◆ Objetivo 1:
Liste as empresas que o trecho da página aponta como membros da Agrobio México.

◆ Trecho da página:
━━━━━━━━━━━━━━━━━━━━━━━━━━━━━━
Meraz certamente sabe o que implica desenvolver sementes transgenicas próprias: a Cinvestav (Centro de Investigación y Estudios Avanzados), instituição a que ele pertence, tem trabalhado desde 1991 no desenvolvimento de batatas transgenicas. Muito adequadas, sobretudo pelos contratos para tal investigação que a instituição assinou com a Monsanto. O doutor Meraz talvez não se recordasse no momento da entrevista que as mesmas cinco transnacionais que controlam todos os transgenicos semeados a nível global, dos quais a Monsanto tem 88%, também possuem as patentes sobre todos os processos chave para faze-los, em qualquer parte do mundo. Até aí chega isso de "próprias".

Ao ler sua declaração sobre as pressões da indústria é instrutivo recordar que Meraz não se via muito atribulado quando representava o México na terceira Reunião do Protocolo Internacional de Biosegurança (Curitiba, Brasil, Março de 2006). Ali entravou durante várias horas o debate do plenário final, para assegurar que se diluísse a exigência de uma etiquetagem que informasse claramente se os embarques de grãos que chegam dos Estados Unidos ao México contem transgenicos. À vista dos delegados de todo o mundo, viu-se claramente como Carlos Camacho, presidente da Agrobio México (associação "civil sem fins de lucro" cujos membros são as transnaciocionais de transgénicos Monsanto, Dupont, Syngente, Bayer, Dow), lhe "explicava" qual devia ser a posição do México nas negociações. Ou houve muitíssima pressão ou Meraz não foi muito incomodado, porque representou as posições das transnacionais de forma obstinada e apaixonada, apesar de até a presidenta da sessão deste convénio da Organização das Nações Unidas ter tentado aliviá-lo da pressão pedindo ao México que retirasse suas propostas de última hora que reverteriam todo o debate anterior que até esse momento havia concluído em favor de uma etiquetagem clara e obrigatória. Neste contexto, "pressões" é uma palavra algo subtil, mas certamente são evidentes.
━━━━━━━━━━━━━━━━━━━━━━━━━━━━━━
◆ Registros a processar:
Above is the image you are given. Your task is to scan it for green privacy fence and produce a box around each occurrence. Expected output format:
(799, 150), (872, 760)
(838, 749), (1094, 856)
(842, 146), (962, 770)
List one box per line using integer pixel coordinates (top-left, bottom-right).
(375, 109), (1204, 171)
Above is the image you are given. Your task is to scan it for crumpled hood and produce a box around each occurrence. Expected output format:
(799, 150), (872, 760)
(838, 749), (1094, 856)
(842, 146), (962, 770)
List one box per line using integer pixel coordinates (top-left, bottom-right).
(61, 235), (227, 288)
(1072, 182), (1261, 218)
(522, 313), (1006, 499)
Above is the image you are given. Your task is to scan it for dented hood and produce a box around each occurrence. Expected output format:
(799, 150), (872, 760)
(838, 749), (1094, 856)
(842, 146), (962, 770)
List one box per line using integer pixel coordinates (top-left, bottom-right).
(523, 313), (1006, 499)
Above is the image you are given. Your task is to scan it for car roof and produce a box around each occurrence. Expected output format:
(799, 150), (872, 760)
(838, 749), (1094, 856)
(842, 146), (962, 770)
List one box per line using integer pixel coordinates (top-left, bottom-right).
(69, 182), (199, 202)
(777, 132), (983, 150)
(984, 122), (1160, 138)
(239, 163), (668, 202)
━━━━━━━━━━━━━━━━━━━━━━━━━━━━━━
◆ Objetivo 2:
Extraia da listagem, sem qualquer alteração, o intervalo que vai da linha que contém "for car roof" até o fim da listagem, incluindo as duas extremidades.

◆ Resultado final 1:
Monsanto, Dupont, Syngente, Bayer, Dow

◆ Resultado final 2:
Above is the image you are given. Your task is to scan it for car roof and produce a box around each occurrence. Expected output format:
(799, 150), (872, 760)
(838, 749), (1094, 856)
(842, 146), (962, 770)
List one box per line using integer pixel coordinates (top-left, bottom-right).
(69, 182), (199, 202)
(777, 132), (983, 150)
(984, 122), (1160, 138)
(239, 163), (668, 202)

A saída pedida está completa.